**** Record set

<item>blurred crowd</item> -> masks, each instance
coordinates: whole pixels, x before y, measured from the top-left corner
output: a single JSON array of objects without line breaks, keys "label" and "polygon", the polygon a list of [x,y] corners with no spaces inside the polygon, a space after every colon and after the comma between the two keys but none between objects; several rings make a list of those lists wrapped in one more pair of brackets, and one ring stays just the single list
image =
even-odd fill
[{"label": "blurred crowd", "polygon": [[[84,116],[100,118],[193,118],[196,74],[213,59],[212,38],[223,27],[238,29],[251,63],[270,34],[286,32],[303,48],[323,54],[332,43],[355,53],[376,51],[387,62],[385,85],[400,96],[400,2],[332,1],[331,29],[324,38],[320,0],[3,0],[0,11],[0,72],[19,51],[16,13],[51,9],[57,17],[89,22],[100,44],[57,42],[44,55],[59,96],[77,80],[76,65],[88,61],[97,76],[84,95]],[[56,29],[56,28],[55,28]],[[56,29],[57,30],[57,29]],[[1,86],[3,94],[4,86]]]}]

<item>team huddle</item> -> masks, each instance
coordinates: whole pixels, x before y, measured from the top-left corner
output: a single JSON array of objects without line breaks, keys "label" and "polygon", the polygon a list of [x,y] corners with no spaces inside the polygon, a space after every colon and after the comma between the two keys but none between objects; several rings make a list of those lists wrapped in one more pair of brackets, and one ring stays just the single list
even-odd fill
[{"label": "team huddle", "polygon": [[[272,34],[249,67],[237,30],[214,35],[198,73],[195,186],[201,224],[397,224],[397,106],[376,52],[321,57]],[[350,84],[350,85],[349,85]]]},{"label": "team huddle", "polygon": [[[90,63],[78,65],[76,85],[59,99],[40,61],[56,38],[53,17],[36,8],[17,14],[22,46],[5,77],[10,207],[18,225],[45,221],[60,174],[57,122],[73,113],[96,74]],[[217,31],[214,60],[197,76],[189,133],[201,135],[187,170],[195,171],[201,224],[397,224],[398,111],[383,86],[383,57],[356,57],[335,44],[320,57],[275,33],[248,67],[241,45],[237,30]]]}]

********

** Work required **
In full and without change, transcribe every line of the records above.

** Output below **
<item>blurred crowd</item> -> masks, each instance
coordinates: whole pixels, x before y, measured from the top-left corner
output: a single JSON array of objects without line breaks, keys "label" and "polygon", the polygon a list of [x,y] corners with no spaces inside the polygon, a space after every colon and after the comma between the two keys but none between objects; several rings make a list of those lists wrapped in one more pair of brackets, and one ring stays just the single list
image =
even-odd fill
[{"label": "blurred crowd", "polygon": [[[84,116],[100,118],[193,118],[196,74],[213,59],[212,38],[223,27],[238,29],[251,63],[270,34],[286,32],[303,48],[323,54],[332,43],[355,53],[376,51],[387,62],[385,85],[400,96],[400,2],[332,1],[331,29],[324,38],[320,0],[3,0],[0,11],[0,72],[19,51],[16,13],[51,9],[57,17],[89,22],[100,44],[57,42],[44,55],[59,96],[77,80],[76,65],[88,61],[97,76],[84,95]],[[56,29],[56,28],[55,28]],[[56,29],[57,30],[57,29]],[[1,86],[3,94],[4,86]]]}]

<item>team huddle</item> -> masks, each instance
coordinates: whole pixels, x before y, measured from the top-left corner
output: a single JSON array of objects without line breaks, keys "label" and "polygon", the polygon a list of [x,y] corners with no spaces inside the polygon, a space after every colon and after the comma between the two keys but none between objects; several rings make a list of those lists wrapped in one more pair of brackets, and one ring stays just the single list
even-odd fill
[{"label": "team huddle", "polygon": [[[272,34],[249,67],[237,30],[214,35],[198,73],[195,186],[201,224],[397,224],[397,106],[376,52],[321,57]],[[350,84],[350,85],[349,85]]]},{"label": "team huddle", "polygon": [[[90,63],[78,65],[76,85],[59,99],[40,61],[56,38],[53,17],[36,8],[17,14],[22,46],[5,77],[10,207],[18,225],[45,221],[60,174],[57,122],[73,113],[96,74]],[[217,31],[214,60],[197,76],[189,133],[201,135],[187,170],[195,171],[201,224],[397,224],[398,111],[383,86],[383,57],[356,57],[335,44],[320,57],[275,33],[248,67],[241,45],[237,30]]]}]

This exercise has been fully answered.